INSTRUCTIONS FOR THE TASK: Copy the data exactly; pictures stay out of the copy.

TASK INPUT:

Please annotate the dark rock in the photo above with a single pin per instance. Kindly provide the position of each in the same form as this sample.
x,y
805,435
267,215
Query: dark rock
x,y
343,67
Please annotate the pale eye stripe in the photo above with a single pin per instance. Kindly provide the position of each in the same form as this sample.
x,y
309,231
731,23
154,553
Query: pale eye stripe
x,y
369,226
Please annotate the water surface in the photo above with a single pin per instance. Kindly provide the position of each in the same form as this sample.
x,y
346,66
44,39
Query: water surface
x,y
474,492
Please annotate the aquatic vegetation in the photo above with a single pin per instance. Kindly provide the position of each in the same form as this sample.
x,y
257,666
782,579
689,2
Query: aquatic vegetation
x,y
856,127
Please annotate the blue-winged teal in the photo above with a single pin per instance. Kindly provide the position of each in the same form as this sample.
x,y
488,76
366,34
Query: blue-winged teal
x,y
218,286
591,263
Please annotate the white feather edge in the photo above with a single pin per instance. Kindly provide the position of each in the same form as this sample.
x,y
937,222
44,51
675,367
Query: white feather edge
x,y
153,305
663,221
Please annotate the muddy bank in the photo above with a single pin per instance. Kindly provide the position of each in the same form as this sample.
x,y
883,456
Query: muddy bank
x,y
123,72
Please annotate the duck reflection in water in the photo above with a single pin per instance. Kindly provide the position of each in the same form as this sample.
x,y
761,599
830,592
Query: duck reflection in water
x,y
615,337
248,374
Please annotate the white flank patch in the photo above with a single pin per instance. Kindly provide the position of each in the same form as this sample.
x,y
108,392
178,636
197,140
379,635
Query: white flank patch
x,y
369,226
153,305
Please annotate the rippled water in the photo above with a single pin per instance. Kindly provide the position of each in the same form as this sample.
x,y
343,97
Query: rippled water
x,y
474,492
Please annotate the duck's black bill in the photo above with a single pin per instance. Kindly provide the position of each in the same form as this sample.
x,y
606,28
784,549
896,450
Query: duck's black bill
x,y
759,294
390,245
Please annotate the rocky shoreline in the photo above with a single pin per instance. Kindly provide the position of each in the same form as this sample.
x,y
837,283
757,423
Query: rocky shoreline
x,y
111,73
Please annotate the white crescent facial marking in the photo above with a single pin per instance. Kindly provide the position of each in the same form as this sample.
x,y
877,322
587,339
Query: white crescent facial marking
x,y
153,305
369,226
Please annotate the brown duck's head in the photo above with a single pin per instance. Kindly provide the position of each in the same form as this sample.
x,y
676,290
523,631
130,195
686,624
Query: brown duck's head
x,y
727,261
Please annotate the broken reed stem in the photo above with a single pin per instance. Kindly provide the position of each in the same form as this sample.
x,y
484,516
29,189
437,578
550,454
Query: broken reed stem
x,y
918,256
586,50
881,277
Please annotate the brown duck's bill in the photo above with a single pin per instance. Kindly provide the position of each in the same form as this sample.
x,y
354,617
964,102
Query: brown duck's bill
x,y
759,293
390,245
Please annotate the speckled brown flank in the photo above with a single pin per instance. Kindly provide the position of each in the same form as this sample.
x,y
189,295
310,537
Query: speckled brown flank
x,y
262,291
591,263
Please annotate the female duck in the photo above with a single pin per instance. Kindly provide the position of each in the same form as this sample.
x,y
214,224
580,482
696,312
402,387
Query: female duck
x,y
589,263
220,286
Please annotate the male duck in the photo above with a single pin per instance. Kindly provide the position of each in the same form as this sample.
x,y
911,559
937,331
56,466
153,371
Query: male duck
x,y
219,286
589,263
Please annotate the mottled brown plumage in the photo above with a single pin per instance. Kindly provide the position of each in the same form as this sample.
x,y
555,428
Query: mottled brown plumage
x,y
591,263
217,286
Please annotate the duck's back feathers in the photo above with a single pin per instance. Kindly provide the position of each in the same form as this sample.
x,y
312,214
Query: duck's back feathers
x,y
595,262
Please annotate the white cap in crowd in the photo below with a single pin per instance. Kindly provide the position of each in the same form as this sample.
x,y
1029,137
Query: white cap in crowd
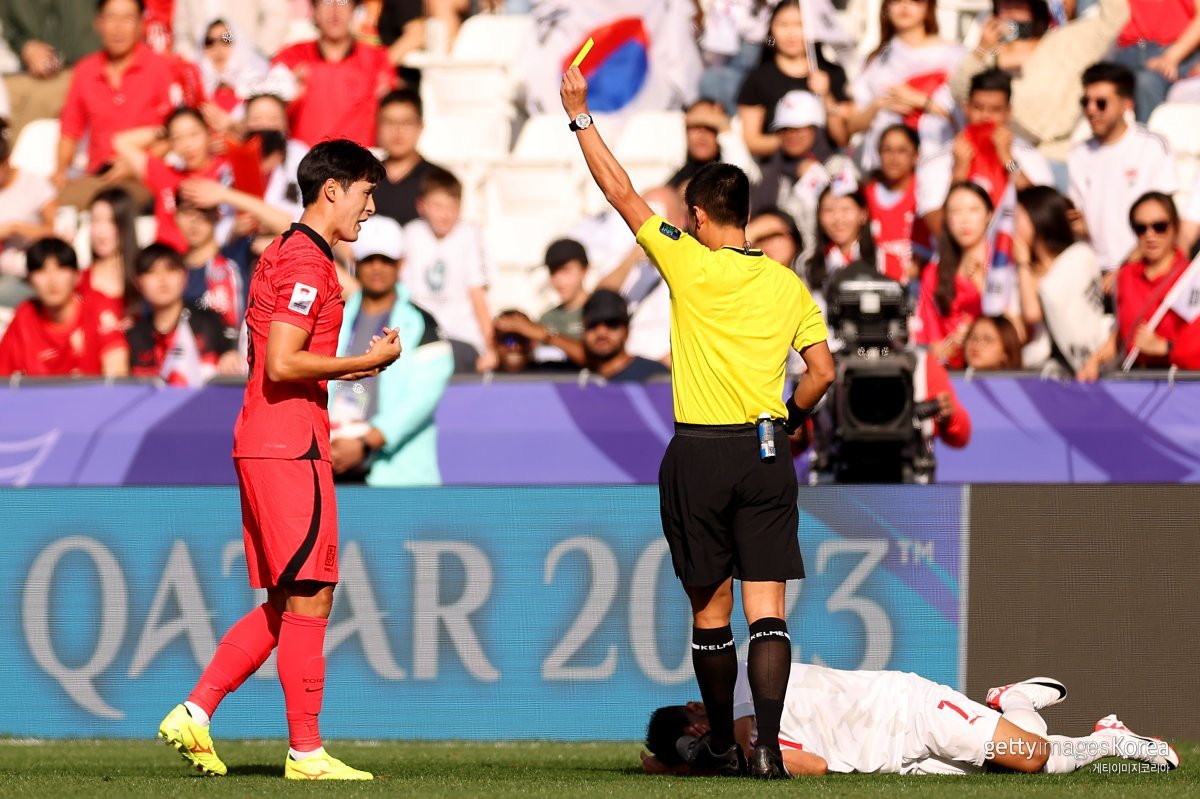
x,y
798,109
379,235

REPLY:
Please annotate the dark rock in the photo above with a single pin per instance. Kindly provide the position of each in the same form as this sample.
x,y
805,435
267,215
Query: dark rock
x,y
343,67
Please annotate the pale eye stripe in the photo above with a single pin per instance. Kindly provide the position of each in the same form as this sample.
x,y
309,231
731,23
154,553
Query: pale eye stripe
x,y
369,226
Please annotate the water surface in the photo above with a single pin per instance. Kindly provide the position of each in the same form as this sample.
x,y
346,66
44,39
Query: water surface
x,y
474,492
Please annotate the aquatic vegetation in the photo above with a single pin per instance. Kindly provide the position of each in the same form as this sample.
x,y
257,666
782,579
689,2
Query: aquatic vegetation
x,y
856,127
Please annotate the blue-winged teal in the photo above with a single pin per instance. Kindly provide the position of each in the same form as this sample.
x,y
488,76
366,34
Query: blue-winged teal
x,y
218,286
591,263
Please annotate the white feather edge in the photo above with a single pin per instance. Kindly provide the position of each in the same form as this sample.
x,y
937,222
44,51
675,367
Query: white feather edge
x,y
153,305
663,221
Please annotate the muddy bank in the photo above with a single pin per instance. Kindly provide the position of each in the same form as this sample.
x,y
883,456
Query: muddy bank
x,y
123,72
Please annotate the duck reflection in water in the photo above with a single pin per instance. Kindly provide the position of each in the same form as this sample.
x,y
761,599
830,592
Query: duck reflection in water
x,y
615,337
248,374
Please annotate the white flank patch in the photo above with a single pin per instance. Kindly provide the position of each in the same form as this sample.
x,y
108,392
178,636
197,140
379,635
Query: white flank patch
x,y
369,226
153,305
Please annotate the rippled water in the photo above with a single pin per instance. Kindly provide the position of each in the same form as this sample.
x,y
343,97
Query: rippled water
x,y
474,492
Please annotate the duck's black bill in the photo above with a single pin per instance. Kindly provide the position of each in the same form as this sample.
x,y
606,28
784,549
896,450
Query: duck's black bill
x,y
759,294
390,245
Please annotate the rocky shoreline in the photo above with a single pin per instance. Kindly provide the position of each in the same form as this sample.
x,y
837,283
757,423
Query: rocky shoreline
x,y
111,73
Please annotate the white crescent facial marking in the photo above with a single pin per instance. Kindly provide the position of each in the same form as this sample.
x,y
877,322
587,339
Query: white crescent facial marking
x,y
153,305
369,226
Please annotate the brown duck's head in the photo above with a single pin per instance. Kindly provide the position of each in the same form as this sample.
x,y
676,290
523,631
130,195
686,624
Query: brown duck's head
x,y
727,261
Please annotate the broken reed stem in the photo above with a single pin per instance. Kindly provide the position of each in the same form as this sample.
x,y
484,516
29,189
437,578
550,454
Query: broken reed stem
x,y
918,256
586,50
881,277
Please annotate the brown duck's bill in the photo above with a single pin per instance. Kindly provide the position of each in the same form as this sample.
x,y
354,617
964,102
Query: brown duck's bill
x,y
759,293
390,245
Please annotate the speckled brown flank in the photo above with a single pin per instance. Kindly provide the position of each in the same form as this sample.
x,y
189,295
310,537
Query: speckled brown flank
x,y
262,291
591,263
Please annotate the female duck in the photo above with a single pin per instance. Kindly provide the position of each in the same form as this sample.
x,y
214,224
580,482
696,312
402,387
Query: female duck
x,y
589,263
220,286
Please annotate the male duck in the photo above with a single pin per instance. Kindly provide the position of each in the same form as this sample.
x,y
911,559
937,331
56,466
153,371
Query: male duck
x,y
219,286
589,263
Please annotate the mottled brown plumage in the photo above with a single pin per instance. Kindly provide the position of each in the same form as this sample.
x,y
555,428
Query: mottled brown plumage
x,y
591,263
217,286
Please annotate the duck's back feathers in the photo above with a single pin per instance. Kindly provide the position of each in the same form as this sample.
x,y
312,214
Query: duck's back feathers
x,y
595,262
Please annotate the white cap in crowd in the photo below with a single pin per instance. Kindly provide the position of each in the same form as this sample.
x,y
1029,137
Query: white cap in crowd
x,y
798,109
379,235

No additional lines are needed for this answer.